• **What is needed**: Output every line of the entries from the line containing "Target = sand dune" through the last, exactly, with no other content.

• **Excerpted data**:
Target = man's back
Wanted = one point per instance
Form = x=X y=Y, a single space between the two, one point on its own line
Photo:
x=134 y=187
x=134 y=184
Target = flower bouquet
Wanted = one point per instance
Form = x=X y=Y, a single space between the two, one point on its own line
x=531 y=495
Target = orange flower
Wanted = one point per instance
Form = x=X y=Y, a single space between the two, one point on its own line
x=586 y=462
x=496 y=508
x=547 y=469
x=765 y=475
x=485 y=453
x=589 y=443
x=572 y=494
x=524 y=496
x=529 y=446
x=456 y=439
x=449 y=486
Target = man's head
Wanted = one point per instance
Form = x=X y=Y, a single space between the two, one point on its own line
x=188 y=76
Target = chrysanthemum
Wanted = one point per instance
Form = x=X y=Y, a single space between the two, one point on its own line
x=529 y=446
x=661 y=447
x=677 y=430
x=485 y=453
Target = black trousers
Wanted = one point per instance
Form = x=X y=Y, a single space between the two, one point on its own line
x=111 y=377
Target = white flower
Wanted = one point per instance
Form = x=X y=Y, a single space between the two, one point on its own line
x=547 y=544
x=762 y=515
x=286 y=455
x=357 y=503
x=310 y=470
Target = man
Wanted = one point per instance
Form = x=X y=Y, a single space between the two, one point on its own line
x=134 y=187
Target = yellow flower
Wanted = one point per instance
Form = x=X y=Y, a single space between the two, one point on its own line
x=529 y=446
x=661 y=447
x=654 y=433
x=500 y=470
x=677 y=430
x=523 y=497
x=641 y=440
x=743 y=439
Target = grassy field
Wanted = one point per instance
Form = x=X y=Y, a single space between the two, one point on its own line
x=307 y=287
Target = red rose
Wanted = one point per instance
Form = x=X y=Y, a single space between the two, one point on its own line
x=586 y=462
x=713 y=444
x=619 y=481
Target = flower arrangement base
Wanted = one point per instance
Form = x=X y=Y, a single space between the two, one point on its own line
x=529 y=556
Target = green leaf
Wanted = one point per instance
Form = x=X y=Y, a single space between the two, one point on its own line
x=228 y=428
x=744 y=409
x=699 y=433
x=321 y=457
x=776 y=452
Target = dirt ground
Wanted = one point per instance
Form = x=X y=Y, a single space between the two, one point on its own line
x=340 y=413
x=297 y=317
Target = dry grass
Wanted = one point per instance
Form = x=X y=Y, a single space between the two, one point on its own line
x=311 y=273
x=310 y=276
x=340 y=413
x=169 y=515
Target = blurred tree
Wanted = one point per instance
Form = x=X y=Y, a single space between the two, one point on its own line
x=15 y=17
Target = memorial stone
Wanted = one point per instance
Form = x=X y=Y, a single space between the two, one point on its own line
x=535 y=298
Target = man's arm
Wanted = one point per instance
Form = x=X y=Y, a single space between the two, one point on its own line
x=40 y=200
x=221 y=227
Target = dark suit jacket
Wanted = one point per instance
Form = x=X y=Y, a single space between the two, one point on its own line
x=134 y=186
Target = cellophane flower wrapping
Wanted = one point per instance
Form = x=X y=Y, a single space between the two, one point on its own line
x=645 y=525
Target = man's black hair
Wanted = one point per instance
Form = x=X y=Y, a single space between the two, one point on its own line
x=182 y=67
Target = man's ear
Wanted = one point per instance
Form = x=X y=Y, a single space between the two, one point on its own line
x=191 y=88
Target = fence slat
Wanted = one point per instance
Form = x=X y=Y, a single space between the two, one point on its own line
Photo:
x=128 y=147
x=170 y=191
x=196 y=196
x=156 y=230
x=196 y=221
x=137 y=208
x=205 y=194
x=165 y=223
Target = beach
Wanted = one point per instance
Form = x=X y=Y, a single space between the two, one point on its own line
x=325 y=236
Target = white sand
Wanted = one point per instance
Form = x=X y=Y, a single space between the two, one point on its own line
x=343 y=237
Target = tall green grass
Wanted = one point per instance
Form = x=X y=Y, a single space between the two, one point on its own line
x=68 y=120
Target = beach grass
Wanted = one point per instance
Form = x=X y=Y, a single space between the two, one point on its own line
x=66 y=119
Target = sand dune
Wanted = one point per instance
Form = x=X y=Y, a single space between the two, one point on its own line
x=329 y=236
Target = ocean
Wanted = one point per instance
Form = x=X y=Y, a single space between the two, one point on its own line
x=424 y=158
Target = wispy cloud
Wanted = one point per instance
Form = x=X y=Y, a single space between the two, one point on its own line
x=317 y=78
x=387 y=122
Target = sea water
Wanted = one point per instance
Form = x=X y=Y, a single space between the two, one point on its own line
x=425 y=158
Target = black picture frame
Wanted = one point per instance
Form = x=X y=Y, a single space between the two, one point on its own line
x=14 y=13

• **Solution to this task**:
Target = sand dune
Wanted = one point per instance
Form = x=X y=Y, a single space between the two, one point on its own line
x=329 y=236
Target = ocean
Wanted = one point per instance
Form = x=X y=Y, a single space between the two, one point on its own line
x=424 y=158
Target = wispy cloud
Wanted = one point per instance
Form = x=X y=Y, a single space between the two, one point on its own line
x=317 y=78
x=387 y=122
Target = sea water
Wanted = one point per instance
Form = x=X y=Y, a single space between the two, one point on its own line
x=425 y=158
Target = black picture frame
Wanted = one point per instance
Form = x=X y=Y, a single space between the two, one point on its own line
x=14 y=13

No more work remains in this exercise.